• What is needed
Make your reply a word-for-word repeat of the records.

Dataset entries
========
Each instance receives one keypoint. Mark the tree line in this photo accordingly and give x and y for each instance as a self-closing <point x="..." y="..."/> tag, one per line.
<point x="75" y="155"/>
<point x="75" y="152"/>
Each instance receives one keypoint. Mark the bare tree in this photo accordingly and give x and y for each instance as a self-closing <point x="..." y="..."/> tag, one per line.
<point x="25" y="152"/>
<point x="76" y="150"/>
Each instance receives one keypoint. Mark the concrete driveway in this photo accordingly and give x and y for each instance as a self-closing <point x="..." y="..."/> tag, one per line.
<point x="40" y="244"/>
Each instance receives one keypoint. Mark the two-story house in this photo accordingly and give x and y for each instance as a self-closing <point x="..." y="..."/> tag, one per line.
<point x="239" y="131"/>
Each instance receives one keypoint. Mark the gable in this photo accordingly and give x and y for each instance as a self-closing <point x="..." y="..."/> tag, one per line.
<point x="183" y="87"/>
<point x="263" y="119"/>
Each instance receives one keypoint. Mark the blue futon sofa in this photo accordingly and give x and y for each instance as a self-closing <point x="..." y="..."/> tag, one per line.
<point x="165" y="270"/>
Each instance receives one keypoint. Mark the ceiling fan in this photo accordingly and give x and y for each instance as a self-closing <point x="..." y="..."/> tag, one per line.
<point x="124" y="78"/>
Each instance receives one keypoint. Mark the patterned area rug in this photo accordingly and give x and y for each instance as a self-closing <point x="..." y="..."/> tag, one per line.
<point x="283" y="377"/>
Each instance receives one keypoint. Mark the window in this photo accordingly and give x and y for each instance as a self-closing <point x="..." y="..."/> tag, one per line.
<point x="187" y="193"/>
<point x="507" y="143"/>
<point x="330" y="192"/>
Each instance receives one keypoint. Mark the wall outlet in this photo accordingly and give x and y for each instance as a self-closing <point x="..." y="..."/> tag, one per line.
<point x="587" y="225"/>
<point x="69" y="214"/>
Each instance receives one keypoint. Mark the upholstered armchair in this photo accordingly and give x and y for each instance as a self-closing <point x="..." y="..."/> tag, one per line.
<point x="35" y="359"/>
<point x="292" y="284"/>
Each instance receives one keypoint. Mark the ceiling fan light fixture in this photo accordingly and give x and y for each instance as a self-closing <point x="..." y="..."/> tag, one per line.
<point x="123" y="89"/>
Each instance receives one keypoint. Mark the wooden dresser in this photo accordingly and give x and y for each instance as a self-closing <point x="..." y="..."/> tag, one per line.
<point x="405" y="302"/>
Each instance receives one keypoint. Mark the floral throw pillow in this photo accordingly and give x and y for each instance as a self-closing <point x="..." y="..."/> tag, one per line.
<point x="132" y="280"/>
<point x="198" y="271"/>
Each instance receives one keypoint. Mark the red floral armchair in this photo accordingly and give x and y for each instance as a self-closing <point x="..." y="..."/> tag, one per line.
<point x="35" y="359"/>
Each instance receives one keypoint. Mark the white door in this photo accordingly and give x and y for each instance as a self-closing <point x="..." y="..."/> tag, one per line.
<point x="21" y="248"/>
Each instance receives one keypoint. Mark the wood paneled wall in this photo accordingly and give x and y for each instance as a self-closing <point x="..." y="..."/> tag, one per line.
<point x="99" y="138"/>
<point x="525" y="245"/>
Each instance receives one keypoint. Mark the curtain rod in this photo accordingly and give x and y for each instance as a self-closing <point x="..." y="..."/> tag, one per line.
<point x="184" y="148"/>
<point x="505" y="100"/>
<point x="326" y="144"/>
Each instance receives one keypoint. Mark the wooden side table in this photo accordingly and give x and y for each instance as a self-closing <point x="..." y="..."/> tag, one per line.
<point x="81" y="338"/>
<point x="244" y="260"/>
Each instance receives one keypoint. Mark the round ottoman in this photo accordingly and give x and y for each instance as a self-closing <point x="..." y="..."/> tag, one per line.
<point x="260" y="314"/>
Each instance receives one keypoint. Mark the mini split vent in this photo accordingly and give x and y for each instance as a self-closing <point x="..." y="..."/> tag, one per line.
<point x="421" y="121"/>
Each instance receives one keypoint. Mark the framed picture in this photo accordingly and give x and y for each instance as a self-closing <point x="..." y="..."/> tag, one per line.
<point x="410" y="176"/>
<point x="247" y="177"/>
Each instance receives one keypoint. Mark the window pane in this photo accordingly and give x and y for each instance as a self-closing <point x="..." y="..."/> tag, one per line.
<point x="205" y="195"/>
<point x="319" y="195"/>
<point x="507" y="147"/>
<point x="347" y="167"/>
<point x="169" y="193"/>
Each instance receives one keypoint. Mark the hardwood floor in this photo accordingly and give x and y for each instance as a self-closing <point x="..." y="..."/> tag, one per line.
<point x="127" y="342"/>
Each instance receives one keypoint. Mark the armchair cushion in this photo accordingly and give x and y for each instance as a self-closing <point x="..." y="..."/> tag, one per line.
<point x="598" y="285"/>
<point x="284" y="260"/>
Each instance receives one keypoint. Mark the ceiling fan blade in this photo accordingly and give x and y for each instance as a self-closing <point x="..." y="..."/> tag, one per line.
========
• Solution below
Each instance receives one keypoint. Mark the tree line in this photo accordingly and give x and y for each instance as a self-closing <point x="..." y="..."/> tag, one per line.
<point x="75" y="155"/>
<point x="75" y="152"/>
Each instance receives one keypoint. Mark the bare tree in this photo accordingly and give x and y for each instance as a self-closing <point x="..." y="..."/> tag, one per line.
<point x="25" y="152"/>
<point x="76" y="150"/>
Each instance receives one keypoint. Mark the concrete driveway in this photo accordingly and give x and y for each instance as a self-closing <point x="..." y="..."/> tag, one per line.
<point x="40" y="244"/>
Each instance receives one keypoint. Mark the two-story house in this photo accordingly and give x and y for each instance as a self-closing <point x="..." y="..."/> tag, one per line.
<point x="239" y="131"/>
Each instance receives one keypoint. Mark the gable in this photo accordingly and give x and y for each instance as a self-closing <point x="..." y="..."/> tag, one per line.
<point x="183" y="87"/>
<point x="263" y="119"/>
Each instance receives one keypoint. Mark the blue futon sofa in this photo accordingly and give x and y for each instance as a self-closing <point x="..." y="..."/> tag, one per line.
<point x="165" y="270"/>
Each instance receives one keypoint. Mark the ceiling fan in this photo accordingly and give x and y for each instance as a self-closing <point x="..." y="..."/> tag, one per line.
<point x="124" y="78"/>
Each instance receives one keypoint. Mark the patterned area rug in this photo accordingly and give x and y for each instance as a self-closing <point x="..." y="..."/> tag, one per line.
<point x="283" y="377"/>
Each instance receives one keypoint. Mark the window in this photo accordingly and give x and y for each instance as a self-closing <point x="..." y="..."/> tag, one per line.
<point x="187" y="193"/>
<point x="507" y="143"/>
<point x="330" y="192"/>
Each instance receives one keypoint. Mark the wall outlet in this photo accordingly and give x and y for each instance as a self-closing <point x="..." y="..."/> tag, one per line.
<point x="587" y="225"/>
<point x="69" y="214"/>
Each instance receives one keypoint. Mark the upholstered armchair in this photo accordingly and give x and y for each instance as a self-closing <point x="..." y="..."/> tag, one per line.
<point x="35" y="359"/>
<point x="292" y="284"/>
Each instance receives one keypoint. Mark the ceiling fan light fixture in this photo accordingly and give x and y for each instance as a self-closing <point x="..." y="..."/> tag, one per line.
<point x="123" y="89"/>
Each instance receives one keypoint. Mark the wooden dresser in this photo accordingly and give x and y for each instance as a self-closing <point x="..." y="..."/> tag, one per line.
<point x="405" y="302"/>
Each instance receives one keypoint. Mark the floral throw pillow in this photo accordingly and give x and y for each instance as a self-closing <point x="..." y="..."/> tag, one per line.
<point x="132" y="280"/>
<point x="198" y="271"/>
Each instance receives one keypoint. Mark the red floral armchair in this photo accordingly and give x and y for each instance as a self-closing <point x="..." y="..."/> tag, one per line.
<point x="35" y="359"/>
Each instance receives one keypoint. Mark the white door in this photo accordingly and give x and y for each instance as a self-closing <point x="..." y="..."/> tag, one per line.
<point x="21" y="248"/>
Each instance receives one keypoint. Mark the wood paneled wall in this photo accordingly and give x and y for each instance as a self-closing <point x="..." y="..."/> tag, one per line.
<point x="99" y="138"/>
<point x="525" y="245"/>
Each instance receives one keypoint. Mark the curtain rod in this photo accordingly and give x and y for each instance as a self-closing <point x="..." y="..."/> tag, one per line.
<point x="184" y="148"/>
<point x="505" y="100"/>
<point x="326" y="144"/>
Each instance receives one keypoint. Mark the wooden side table in this photo accordingly and give x and y for each instance as a self-closing <point x="..." y="..."/> tag, one per line.
<point x="81" y="338"/>
<point x="244" y="260"/>
Each instance receives one keypoint. Mark the round ottoman in this photo accordingly and give x and y for each instance as a self-closing <point x="..." y="..."/> tag, one per line.
<point x="260" y="314"/>
Each instance receives one keypoint. Mark the mini split vent in this photo accordingly and give x and y for each instance as a self-closing <point x="..." y="..."/> tag, one per line.
<point x="421" y="121"/>
Each instance receives one keypoint. Mark the framed picture in this photo accordingly and give x and y for each instance as a self-closing <point x="..." y="..."/> tag, one per line.
<point x="410" y="176"/>
<point x="247" y="177"/>
Each instance receives one keypoint. Mark the window pane in this photo accordingly and give x and y for each instance as a self-closing <point x="..." y="..."/> tag, one per line.
<point x="205" y="195"/>
<point x="319" y="195"/>
<point x="507" y="147"/>
<point x="347" y="167"/>
<point x="169" y="193"/>
Each instance receives one keypoint. Mark the hardwood floor in this photo accordingly and give x and y for each instance as a self-closing <point x="..." y="..."/> tag, one per line.
<point x="127" y="342"/>
Each instance receives one keypoint. Mark the armchair cushion in this photo accordingly and give x and y for each instance as a self-closing <point x="..." y="..."/> tag, one per line.
<point x="598" y="285"/>
<point x="284" y="260"/>
Each instance receives one keypoint. Mark the ceiling fan blade in this photo accordingly and give x and y for each instance as a self-closing <point x="..." y="..."/> tag, one per line.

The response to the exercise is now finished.